▸ **Work order 1**:
Answer these questions about the commentary on FIFA and the England team.
(a) How many tickets were handed out for the England game on Sunday?
(b) How much will Steve McClaren receive a year?
(c) Who are named as the more obvious choices for the England manager's job?
▸ **Work order 2**:
Copy out the commentary on FIFA and the England team word for word, starting at "- And then we" and ending at "this managerial boob.".
▸ **Work order 3**:
Extend the commentary on FIFA and the England team beyond its final sentence.

▸ **Text segment**:
----

- FIFA, the UN of football, is diseased to the core, being at best incompetent and at the worst, terminally corrupt.
- Handing out 3,500 tickets for the England game on Sunday, when there are at least 35,000 fans who would pay at least £300 pounds a ticket to see the game live, so that FIFA officials can rake off the private profits from selling 31,500 tickets on the black market, has Soviet-style nomenklatura duplicity written all over it.
- The way international football associations ride roughshod over the private football teams who are compelled to supply their players, smacks of all the sins of state conscription, with Alex Ferguson being reduced to praying that the England management don't wreck his premier sporting asset, Wayne Rooney, in their haphazard bid to win a trophy.
- And then we look at the England team itself, which operates at a level far less effective than the sum of its parts, with massively overpaid management producing shoddy performances from players who, at the private club level, would walk into most of the best private teams in the world.
- Nobody wants the next England manager, Steve McClaren, except the FA themselves, because they see him as infinitely malleable. This smacks of central bank appointments, where politicians appoint non-entities so that the banks can achieve a patina of independence while at the same time the politicians can pull the strings of a grateful supplicant. McClaren will receive £3.5 million pounds a year, which is about £2.5 million more than he could command on the open market. Expect more blundering incompetence over the next four years, from this managerial boob.
- The more obvious choices for the England manager's job, Sam Allardyce, Stuart Pearce, and Terry Venables, are far too competent for the FA's liking, and would dare to answer back and do a decent job for the money. It sounds more and more like government all the time.
- The players themselves receive relatively scant reward, in comparison to both what they earn for their private clubs and what the FA will receive in fees for England's attendance at the World Cup. I never begrudge these players a penny of what they earn, except perhaps when they start slating capitalism at Bono-inspired press events; their share of the World Cup booty is simply derisory compared to what their skills, talents, and hard work, are generating.

----

▸ **Natural language region descriptions**:
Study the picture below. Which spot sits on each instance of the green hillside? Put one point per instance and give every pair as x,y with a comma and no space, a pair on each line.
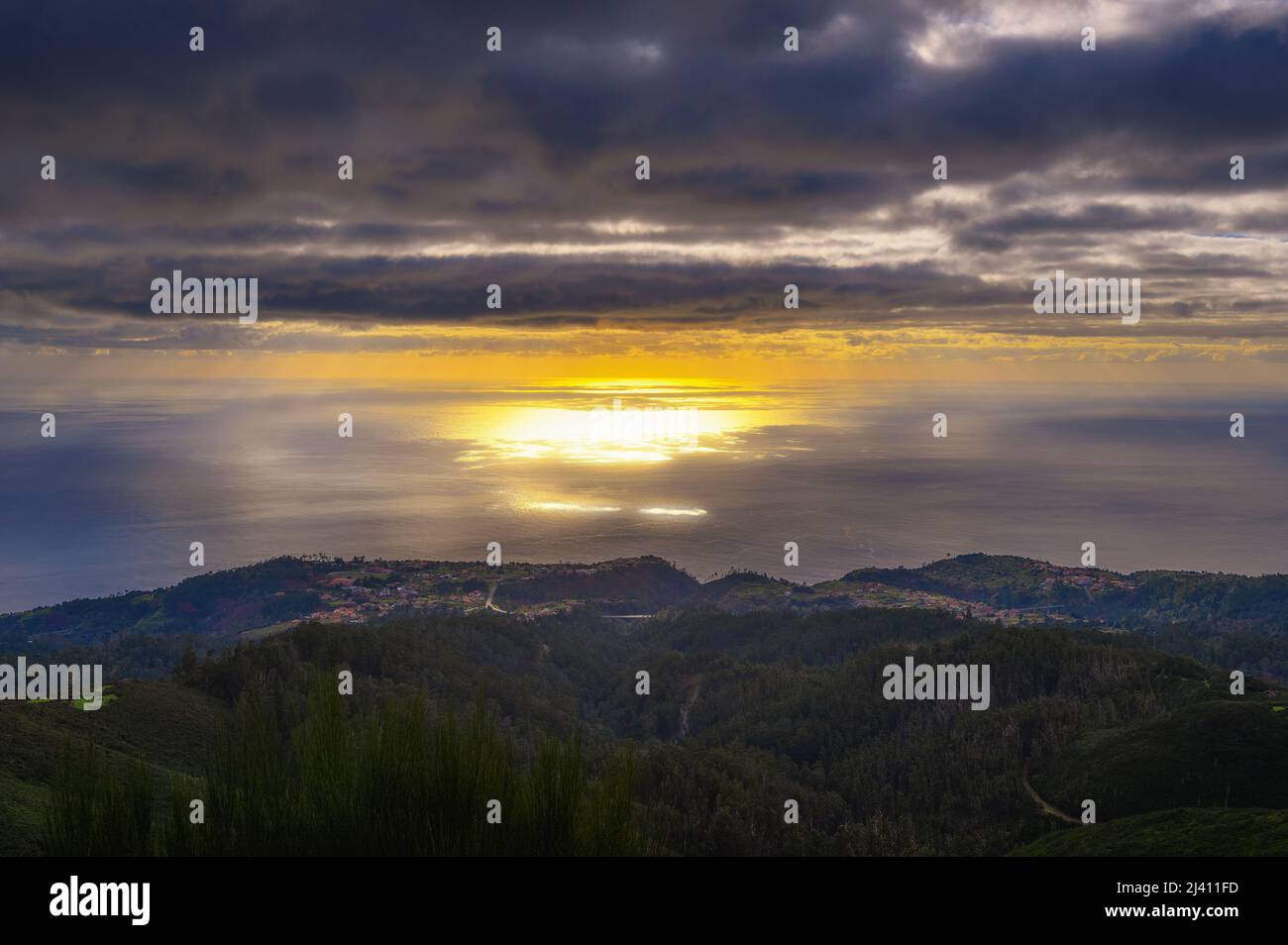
1247,832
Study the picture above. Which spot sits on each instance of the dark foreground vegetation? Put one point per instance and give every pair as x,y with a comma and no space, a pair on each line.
745,713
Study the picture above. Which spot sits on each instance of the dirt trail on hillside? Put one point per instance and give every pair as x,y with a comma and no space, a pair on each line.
1043,804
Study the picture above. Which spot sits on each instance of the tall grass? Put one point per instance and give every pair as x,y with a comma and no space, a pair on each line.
390,782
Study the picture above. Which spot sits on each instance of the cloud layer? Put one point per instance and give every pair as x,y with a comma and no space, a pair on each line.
516,167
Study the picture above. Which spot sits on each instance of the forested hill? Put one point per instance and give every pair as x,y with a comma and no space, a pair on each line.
1137,599
743,713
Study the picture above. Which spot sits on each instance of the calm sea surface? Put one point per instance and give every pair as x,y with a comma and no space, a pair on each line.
708,476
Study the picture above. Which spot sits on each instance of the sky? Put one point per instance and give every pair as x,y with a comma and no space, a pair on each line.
518,167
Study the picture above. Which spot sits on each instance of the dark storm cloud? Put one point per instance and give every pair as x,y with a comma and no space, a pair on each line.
518,167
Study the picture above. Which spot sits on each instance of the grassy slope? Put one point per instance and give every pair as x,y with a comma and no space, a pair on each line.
167,725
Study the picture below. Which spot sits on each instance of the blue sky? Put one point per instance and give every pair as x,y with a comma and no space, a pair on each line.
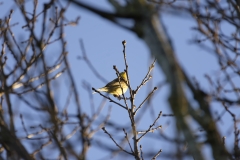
102,41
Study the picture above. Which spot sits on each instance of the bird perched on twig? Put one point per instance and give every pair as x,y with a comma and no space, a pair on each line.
114,87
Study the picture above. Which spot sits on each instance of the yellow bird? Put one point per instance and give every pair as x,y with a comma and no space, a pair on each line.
114,88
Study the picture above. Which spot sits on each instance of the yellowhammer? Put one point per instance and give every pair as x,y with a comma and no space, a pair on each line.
114,88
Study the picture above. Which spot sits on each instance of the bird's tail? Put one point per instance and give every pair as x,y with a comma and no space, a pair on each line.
104,89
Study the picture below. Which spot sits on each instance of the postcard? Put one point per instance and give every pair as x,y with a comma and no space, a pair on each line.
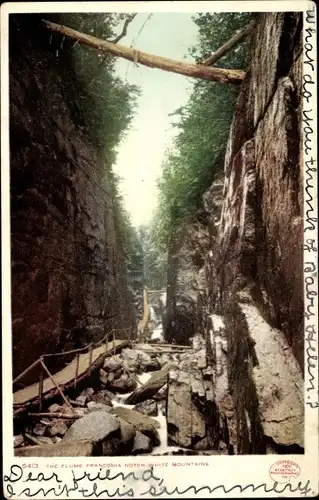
159,236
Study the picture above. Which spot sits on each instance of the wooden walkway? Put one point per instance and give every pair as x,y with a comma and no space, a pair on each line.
80,367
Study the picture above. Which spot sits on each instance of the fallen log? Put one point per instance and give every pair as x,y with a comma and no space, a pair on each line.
229,45
53,415
221,75
152,386
18,410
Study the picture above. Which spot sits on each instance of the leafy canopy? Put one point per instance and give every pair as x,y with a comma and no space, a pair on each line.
203,125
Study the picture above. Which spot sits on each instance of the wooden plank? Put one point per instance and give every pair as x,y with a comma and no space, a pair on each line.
40,390
64,376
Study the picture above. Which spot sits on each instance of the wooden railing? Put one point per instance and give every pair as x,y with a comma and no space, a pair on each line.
111,336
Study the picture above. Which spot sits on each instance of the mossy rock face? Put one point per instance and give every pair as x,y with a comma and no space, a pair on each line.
62,449
141,423
152,386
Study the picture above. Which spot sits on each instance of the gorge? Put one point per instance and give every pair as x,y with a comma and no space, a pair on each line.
220,369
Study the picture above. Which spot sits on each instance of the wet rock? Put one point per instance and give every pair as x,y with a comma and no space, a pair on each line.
18,441
45,440
122,385
102,397
103,377
147,407
151,366
111,447
152,386
118,373
208,373
62,449
201,363
142,444
204,444
112,364
80,412
185,423
58,427
55,408
127,431
88,392
161,394
81,400
95,427
93,406
39,429
142,423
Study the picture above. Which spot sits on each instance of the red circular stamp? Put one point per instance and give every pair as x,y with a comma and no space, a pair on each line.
284,470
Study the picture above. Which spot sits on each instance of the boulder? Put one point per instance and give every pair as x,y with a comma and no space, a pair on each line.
18,441
142,423
118,373
58,427
112,364
62,449
151,366
152,386
141,444
95,427
185,423
147,407
93,406
88,392
55,408
127,432
111,447
161,394
81,400
122,385
39,429
102,397
45,440
103,377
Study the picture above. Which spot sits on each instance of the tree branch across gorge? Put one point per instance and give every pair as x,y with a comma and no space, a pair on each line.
213,74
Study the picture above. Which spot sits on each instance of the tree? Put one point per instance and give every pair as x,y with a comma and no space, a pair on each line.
203,124
150,60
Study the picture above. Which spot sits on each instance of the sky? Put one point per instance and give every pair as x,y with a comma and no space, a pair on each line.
141,153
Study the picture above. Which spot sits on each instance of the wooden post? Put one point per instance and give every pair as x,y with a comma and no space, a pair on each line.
106,345
90,357
76,369
56,385
27,370
40,389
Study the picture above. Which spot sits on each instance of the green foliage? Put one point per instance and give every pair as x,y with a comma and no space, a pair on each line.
154,260
103,101
202,125
107,106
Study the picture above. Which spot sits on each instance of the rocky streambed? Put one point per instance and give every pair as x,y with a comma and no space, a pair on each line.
141,403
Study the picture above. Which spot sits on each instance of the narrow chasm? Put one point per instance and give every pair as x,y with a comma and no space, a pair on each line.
156,235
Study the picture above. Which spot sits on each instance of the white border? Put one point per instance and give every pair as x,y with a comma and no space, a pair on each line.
226,470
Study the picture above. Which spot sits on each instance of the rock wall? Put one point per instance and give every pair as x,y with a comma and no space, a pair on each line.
261,230
251,268
69,282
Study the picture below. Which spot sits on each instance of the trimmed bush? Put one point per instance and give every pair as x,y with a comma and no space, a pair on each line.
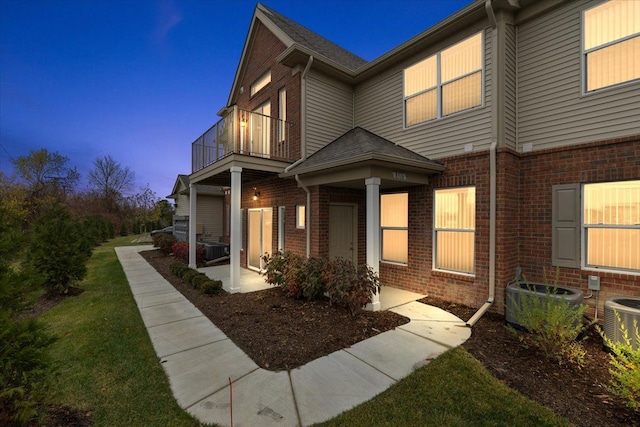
211,287
553,325
164,242
198,280
625,365
178,268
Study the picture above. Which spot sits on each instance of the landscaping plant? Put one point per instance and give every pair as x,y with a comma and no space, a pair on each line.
553,326
57,250
625,365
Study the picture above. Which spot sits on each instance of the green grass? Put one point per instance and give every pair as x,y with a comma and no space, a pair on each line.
107,366
105,362
453,390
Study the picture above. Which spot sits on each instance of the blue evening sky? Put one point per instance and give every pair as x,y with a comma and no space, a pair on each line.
142,79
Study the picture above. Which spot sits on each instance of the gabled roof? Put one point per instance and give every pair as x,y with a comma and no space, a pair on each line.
307,38
360,145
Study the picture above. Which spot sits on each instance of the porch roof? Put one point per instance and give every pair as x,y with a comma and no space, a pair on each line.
360,154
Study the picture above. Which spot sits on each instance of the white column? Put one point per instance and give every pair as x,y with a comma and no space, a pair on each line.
236,228
193,199
373,234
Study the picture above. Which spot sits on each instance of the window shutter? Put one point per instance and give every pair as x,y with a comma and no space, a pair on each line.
565,234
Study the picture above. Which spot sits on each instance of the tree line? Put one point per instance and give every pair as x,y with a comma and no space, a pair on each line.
48,229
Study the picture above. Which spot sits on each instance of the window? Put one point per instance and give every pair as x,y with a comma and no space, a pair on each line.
611,44
262,81
445,83
282,114
454,229
300,216
611,225
394,226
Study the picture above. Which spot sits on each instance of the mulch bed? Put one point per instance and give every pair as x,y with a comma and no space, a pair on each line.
280,333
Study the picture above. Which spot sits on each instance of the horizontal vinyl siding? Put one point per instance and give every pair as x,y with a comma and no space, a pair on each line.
552,112
209,214
510,120
379,109
329,111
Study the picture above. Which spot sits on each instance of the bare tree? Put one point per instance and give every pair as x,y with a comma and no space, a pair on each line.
109,178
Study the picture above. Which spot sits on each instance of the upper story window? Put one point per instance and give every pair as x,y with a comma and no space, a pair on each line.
611,44
445,83
261,82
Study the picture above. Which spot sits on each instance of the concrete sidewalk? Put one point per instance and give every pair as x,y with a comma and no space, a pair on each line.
200,360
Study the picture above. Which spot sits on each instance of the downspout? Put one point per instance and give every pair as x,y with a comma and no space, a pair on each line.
492,187
303,117
307,214
303,150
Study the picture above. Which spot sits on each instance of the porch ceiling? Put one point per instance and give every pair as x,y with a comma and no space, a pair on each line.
253,169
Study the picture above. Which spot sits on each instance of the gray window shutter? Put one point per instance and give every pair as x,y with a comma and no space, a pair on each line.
565,234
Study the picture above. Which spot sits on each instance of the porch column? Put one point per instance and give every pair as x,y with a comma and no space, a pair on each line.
373,234
193,198
236,228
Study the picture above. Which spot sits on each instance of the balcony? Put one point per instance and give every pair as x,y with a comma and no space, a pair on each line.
242,132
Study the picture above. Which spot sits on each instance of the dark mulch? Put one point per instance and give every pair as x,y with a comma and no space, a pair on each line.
276,332
279,333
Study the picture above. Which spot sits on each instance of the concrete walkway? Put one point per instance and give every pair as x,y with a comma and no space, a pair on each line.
200,360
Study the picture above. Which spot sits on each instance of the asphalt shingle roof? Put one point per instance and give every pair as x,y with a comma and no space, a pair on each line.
360,143
315,42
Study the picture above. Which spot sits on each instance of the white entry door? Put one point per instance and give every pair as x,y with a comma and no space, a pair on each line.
260,230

----

▸ **Answer area 1**:
(a) 3,500 tickets.
(b) £3.5 million pounds a year.
(c) Sam Allardyce, Stuart Pearce, and Terry Venables.

▸ **Answer area 2**:
- And then we look at the England team itself, which operates at a level far less effective than the sum of its parts, with massively overpaid management producing shoddy performances from players who, at the private club level, would walk into most of the best private teams in the world.
- Nobody wants the next England manager, Steve McClaren, except the FA themselves, because they see him as infinitely malleable. This smacks of central bank appointments, where politicians appoint non-entities so that the banks can achieve a patina of independence while at the same time the politicians can pull the strings of a grateful supplicant. McClaren will receive £3.5 million pounds a year, which is about £2.5 million more than he could command on the open market. Expect more blundering incompetence over the next four years, from this managerial boob.

▸ **Answer area 3**:
- And then of course we have all of that patriotic nationalist nonsense with all those dreadful national anthems, hands on hearts, and olds-scores-to-settle fervour whipped up by the various media outlets.
There would be less nationalism, more competent team management, and better ticketing arrangements. The players would also be properly rewarded for their input, there would be less organisational corruption, and the risks of the games would fall fairly on the competing private teams, rather than being passed on to someone else, as at present; I certainly wouldn't like to be a Newcastle United shareholder at the moment, having watched a £17 million pound investment, in the shape of Michael Owen, dispatched to a physiotherapist's table, perhaps permanently, by poor pitch preparation and incompetent pre-match warm-up training.
And after sampling the joys of the England team in the previous three games, I'm certain that watching Chelsea play Boca Juniors would provide far more footballing entertainment than England versus Paraguay, unless of course watching a Keystone Kops shambles is what you enjoy, as part of the secret masochistic life of the typical England supporter.
Obviously, I wouldn't want to force a World Club Cup on anyone. But how far down the current premier league would we have to go before we found a team that would fail to beat England? Would England even feel comfortable taking on Blackburn? Maybe the World Club Cup will spontaneously generate itself, from a growing European Cup, franchising itself into a world event? If and when it does, perhaps the World Club Cup will gradually come to overshadow the World Cup, diminishing it to the level of, let's say, FA County football, as at present. I can but hope.
Meanwhile, back here in the real world, let's go for a prediction: England to beat Ecuador on penalties and then to go out in the next round - Sven Goran Eriksson must be laughing all the way to his Swiss bank account in Zurich, which incidentally, is the home of FIFA - funny that. Though yes, I still dream of that last minute Wayne Rooney hackle over the line, against Brazil, in the final. You just never know with football. That, perhaps, is the problem.